WHAT TO WORK ON: Summarize the passage on Karen refugees in Thailand in two sentences.

EXCERPTED PASSAGE:
_ _ _ _

Even for those who have managed to cross the borders, the situation is equally difficult. 

Below are the testimonies of some Karen refugees who took refuge in Thailand, forced to leave their lands around the village of Lay Kay Kaw, in the Myawady area. Now they live in precariousness because they are under threat of expulsion by Thai authorities. A return to their homeland would expose them to retaliation by the military.



“When the fighting started, I thought of nothing but running, in tears, convinced that I would be killed and that even if I survived I would find myself powerless to rebuild my life because we lost everything. For some time, all three families stayed together in the same house without daring to go out, and we could not help but encourage each other to pray to God until, in a fortunate way, although separated, we managed to get away. 

- Newsletter -

I am 45 years old and I am originally from the Delta region (Irrawaddy) but a few years ago I moved to Lay Kay Kaw, which I had to abandon due to the frequent clashes between the Burmese soldiers camped in the towns and the Karen soldiers who live on the mountain.

_ _ _ _

RECORDS:
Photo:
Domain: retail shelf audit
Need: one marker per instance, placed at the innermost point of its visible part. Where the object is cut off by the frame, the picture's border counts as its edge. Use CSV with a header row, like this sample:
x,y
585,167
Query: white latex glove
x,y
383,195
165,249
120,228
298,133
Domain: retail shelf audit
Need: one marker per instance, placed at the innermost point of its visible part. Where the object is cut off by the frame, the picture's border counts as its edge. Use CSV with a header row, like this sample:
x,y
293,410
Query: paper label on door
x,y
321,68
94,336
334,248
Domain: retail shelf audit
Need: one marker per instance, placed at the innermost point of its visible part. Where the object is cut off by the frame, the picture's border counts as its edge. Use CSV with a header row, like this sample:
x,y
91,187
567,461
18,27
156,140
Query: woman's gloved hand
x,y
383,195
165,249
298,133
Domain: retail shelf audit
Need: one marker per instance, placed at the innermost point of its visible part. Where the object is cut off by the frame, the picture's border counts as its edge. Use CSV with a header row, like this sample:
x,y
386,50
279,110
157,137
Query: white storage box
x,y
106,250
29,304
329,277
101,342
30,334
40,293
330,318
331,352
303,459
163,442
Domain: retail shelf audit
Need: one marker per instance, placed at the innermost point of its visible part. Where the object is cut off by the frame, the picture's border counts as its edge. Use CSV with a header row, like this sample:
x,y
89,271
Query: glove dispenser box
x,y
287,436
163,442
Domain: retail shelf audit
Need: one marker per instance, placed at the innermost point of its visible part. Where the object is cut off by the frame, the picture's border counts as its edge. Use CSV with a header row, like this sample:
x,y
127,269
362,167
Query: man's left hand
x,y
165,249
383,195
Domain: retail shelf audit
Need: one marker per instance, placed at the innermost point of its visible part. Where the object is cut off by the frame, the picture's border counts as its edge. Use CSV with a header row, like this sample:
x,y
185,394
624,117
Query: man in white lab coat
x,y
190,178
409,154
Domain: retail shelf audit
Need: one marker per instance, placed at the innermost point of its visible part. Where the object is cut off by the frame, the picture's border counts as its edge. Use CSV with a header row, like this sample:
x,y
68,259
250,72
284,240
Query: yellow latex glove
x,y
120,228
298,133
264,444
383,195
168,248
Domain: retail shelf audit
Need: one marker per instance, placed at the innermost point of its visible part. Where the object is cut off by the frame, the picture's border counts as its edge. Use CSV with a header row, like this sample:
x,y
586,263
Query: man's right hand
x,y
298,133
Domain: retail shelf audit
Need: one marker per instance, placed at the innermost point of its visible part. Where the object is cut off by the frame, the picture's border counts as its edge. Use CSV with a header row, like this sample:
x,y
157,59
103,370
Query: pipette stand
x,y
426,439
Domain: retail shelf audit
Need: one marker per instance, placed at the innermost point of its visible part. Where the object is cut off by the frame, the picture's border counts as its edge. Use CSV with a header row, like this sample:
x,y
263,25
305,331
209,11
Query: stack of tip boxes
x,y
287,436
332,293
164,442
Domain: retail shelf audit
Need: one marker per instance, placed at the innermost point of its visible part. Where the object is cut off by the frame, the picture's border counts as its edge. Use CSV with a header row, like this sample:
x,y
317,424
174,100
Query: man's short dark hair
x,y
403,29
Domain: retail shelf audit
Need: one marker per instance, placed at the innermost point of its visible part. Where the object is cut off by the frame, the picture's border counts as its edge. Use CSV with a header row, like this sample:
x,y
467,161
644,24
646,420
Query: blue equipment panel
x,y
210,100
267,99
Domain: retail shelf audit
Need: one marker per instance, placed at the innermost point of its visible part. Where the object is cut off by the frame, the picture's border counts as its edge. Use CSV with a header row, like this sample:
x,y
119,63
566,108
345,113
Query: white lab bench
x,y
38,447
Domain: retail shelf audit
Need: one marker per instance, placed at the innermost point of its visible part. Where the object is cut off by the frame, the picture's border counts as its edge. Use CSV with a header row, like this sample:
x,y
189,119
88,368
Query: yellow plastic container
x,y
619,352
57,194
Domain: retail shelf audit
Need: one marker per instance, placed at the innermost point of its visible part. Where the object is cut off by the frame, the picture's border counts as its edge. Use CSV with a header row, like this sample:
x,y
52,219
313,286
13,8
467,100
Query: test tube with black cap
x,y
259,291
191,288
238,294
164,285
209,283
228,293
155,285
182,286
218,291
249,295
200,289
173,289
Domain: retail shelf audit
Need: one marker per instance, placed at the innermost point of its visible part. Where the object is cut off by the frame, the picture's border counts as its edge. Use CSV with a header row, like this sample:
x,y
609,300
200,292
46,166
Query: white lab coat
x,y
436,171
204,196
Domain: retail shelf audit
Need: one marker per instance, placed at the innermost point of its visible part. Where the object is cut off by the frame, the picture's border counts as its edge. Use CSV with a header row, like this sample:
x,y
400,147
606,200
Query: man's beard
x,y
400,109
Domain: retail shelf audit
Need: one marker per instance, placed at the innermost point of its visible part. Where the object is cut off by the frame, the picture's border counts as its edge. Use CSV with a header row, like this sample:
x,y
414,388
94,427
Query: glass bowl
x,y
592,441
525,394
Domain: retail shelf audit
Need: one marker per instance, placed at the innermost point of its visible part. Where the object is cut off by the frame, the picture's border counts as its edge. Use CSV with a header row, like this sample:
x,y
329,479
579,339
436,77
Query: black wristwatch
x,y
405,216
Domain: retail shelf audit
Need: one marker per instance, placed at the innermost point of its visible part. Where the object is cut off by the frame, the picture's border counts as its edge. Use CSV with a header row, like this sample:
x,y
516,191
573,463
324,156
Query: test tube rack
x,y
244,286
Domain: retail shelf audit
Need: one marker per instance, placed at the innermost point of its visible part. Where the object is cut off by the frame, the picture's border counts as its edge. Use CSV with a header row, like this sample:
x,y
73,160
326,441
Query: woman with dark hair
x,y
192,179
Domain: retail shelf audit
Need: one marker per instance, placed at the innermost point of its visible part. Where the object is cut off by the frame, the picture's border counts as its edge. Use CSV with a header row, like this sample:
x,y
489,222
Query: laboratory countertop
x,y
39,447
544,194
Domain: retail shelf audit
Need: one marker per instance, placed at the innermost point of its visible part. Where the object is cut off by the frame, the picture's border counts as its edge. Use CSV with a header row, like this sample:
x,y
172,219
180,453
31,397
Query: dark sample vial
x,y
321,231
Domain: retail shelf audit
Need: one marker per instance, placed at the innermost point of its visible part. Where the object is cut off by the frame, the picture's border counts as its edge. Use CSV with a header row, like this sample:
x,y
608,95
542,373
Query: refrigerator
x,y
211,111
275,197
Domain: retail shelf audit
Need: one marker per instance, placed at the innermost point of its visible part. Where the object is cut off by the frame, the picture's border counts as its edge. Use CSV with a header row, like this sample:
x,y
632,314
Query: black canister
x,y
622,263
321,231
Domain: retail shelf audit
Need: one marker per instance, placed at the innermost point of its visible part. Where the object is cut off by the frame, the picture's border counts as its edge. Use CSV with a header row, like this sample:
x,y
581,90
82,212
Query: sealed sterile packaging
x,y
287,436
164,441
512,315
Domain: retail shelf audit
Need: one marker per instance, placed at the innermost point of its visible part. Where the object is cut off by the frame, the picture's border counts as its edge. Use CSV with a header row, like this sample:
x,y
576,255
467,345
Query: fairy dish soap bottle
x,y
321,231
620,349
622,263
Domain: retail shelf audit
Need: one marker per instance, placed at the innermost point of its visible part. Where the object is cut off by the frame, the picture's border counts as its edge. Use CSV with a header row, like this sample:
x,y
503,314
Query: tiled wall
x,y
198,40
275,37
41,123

_ _ _ _

SOLUTION FOR THIS PROBLEM: Karen refugees who fled to Thailand from their lands around the village of Lay Kay Kaw, in the Myawady area, live precariously under threat of expulsion by Thai authorities, while a return home would expose them to retaliation by the military. One 45-year-old refugee from the Delta region, who had left Lay Kay Kaw because of frequent clashes between Burmese and Karen soldiers, describes running in tears when the fighting started and sheltering with three families in one house, praying, until they managed to get away.